CDT Files Brief Calling for the Overturning of COPA on Free Speech Grounds

1) CDT Files Brief Calling for the Overturning of COPA on Free Speech Grounds

2) COPA’s Long Procedural History Shows That the Statute’s Criminalization of Lawful Internet Speech is on Shaky Constitutional Ground

3) CDT’s Amicus Brief Urges the Court of Appeals to Uphold the Permanent Injunction, Arguing That Technological and Non-Technological User Empowerment Tools Are More Effective and Less Restrictive Than COPA

4) CDT is Optimistic That the Court of Appeals Will Uphold the Permanent Injunction Against COPA, and Urges Congress to Pass Legislation That Promotes User-Empowerment Tools and Media Literacy Education

1) CDT Files Brief Calling for the Overturning of COPA on Free Speech Grounds

Last week, in the most significant Internet free speech case since the Supreme Court struck down part of the Communications Decency Act (CDA) in 1997, the Center for Democracy & Technology filed a "friend of the court" brief in a federal appeals court challenging the Child Online Protection Act (COPA) as a violation of the First Amendment.

The "amicus" brief, submitted to the Third Circuit court in Philadelphia on behalf of CDT and 17 other groups, argued that COPA places unconstitutional burdens on creators and distributors of legitimate Web content, including websites focusing on sexual identity, health, and art. Other strategies are more effective than COPA at protecting children from online content deemed inappropriate for them, and also impose fewer restrictions on lawful adult speech. Specifically, encouraging parents to use technological tools such as Internet filtering software and educating children about smart online behavior are far more effective and appropriate ways to protect kids on the Internet.

CDT also argued that COPA is overbroad and would affect many more speakers than the undefined "commercial pornographers" asserted by the government. Finally, the brief urged the Court of Appeals not to read COPA as applying to overseas websites, as this could invite the application of foreign censorship laws to U.S. speakers, thus creating a global "race to the bottom" against Internet freedom.

▶ **Provided information**
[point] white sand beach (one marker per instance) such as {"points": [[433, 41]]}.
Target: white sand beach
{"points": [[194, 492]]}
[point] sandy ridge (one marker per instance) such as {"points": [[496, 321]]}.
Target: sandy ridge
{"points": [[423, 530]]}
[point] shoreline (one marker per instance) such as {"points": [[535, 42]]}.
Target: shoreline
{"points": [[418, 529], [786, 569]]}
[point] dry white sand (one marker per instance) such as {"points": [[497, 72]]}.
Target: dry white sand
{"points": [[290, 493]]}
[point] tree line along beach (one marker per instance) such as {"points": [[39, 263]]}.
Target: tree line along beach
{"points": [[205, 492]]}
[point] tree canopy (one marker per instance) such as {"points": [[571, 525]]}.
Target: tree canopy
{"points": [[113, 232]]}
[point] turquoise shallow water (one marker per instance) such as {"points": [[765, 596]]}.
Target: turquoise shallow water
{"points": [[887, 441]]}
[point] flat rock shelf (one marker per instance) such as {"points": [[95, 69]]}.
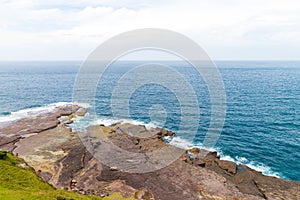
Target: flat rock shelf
{"points": [[56, 153]]}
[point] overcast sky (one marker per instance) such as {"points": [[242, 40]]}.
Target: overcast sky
{"points": [[226, 29]]}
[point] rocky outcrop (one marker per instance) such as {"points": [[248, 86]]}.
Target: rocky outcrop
{"points": [[59, 157]]}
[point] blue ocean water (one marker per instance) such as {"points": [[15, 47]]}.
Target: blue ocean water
{"points": [[262, 126]]}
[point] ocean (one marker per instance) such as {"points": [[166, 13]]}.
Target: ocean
{"points": [[262, 125]]}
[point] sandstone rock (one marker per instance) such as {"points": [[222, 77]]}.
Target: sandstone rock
{"points": [[61, 159]]}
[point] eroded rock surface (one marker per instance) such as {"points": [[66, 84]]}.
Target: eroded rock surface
{"points": [[59, 157]]}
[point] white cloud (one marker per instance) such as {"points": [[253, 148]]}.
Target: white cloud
{"points": [[34, 30]]}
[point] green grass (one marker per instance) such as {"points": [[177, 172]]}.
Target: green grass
{"points": [[22, 183]]}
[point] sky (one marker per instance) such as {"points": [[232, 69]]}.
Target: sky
{"points": [[227, 30]]}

▶ **Jobs**
A. In the passage on CDT's COPA brief, how many other groups joined CDT in the amicus brief?
B. Please carry the passage on CDT's COPA brief on from its last sentence.
The records have nothing to do with this work.

▶ **The answers**
A. 17 other groups.

B.
The groups signing onto the brief included organizations that represent corporate leaders in the Internet industry; publishers, distributors and retailers of books and other forms of content; libraries and librarians; newspapers, editors and journalists; and public interest organizations that believe a free and open Internet is key to upholding civil liberties. Human rights groups also filed an amicus brief against COPA, similarly arguing that the statute’s asserted overseas applicability could lead to reciprocal foreign censorship of U.S. websites and toward a global trend of Internet censorship.

CDT’s COPA amicus brief

Human rights groups’ COPA amicus brief

2) COPA’s Long Procedural History Shows That the Statute’s Criminalization of Lawful Internet Speech is on Shaky Constitutional Ground

The Child Online Protection Act was Congress’ second attempt to regulate speech on the Internet after the Supreme Court held the Communications Decency Act of 1996 (Public Law 104-104, §502) unconstitutional, in part, in Reno v. ACLU (1997). Two lawsuits – one led by the American Civil Liberties Union and one organized by CDT – challenged under the First Amendment the CDA’s prohibition against distributing "indecent" Internet material to minors. The lawsuits argued that the CDA was unconstitutional because there were technological tools available that were as effective as the CDA in shielding minors from "indecent" online content but that also imposed less of a burden on adult speech.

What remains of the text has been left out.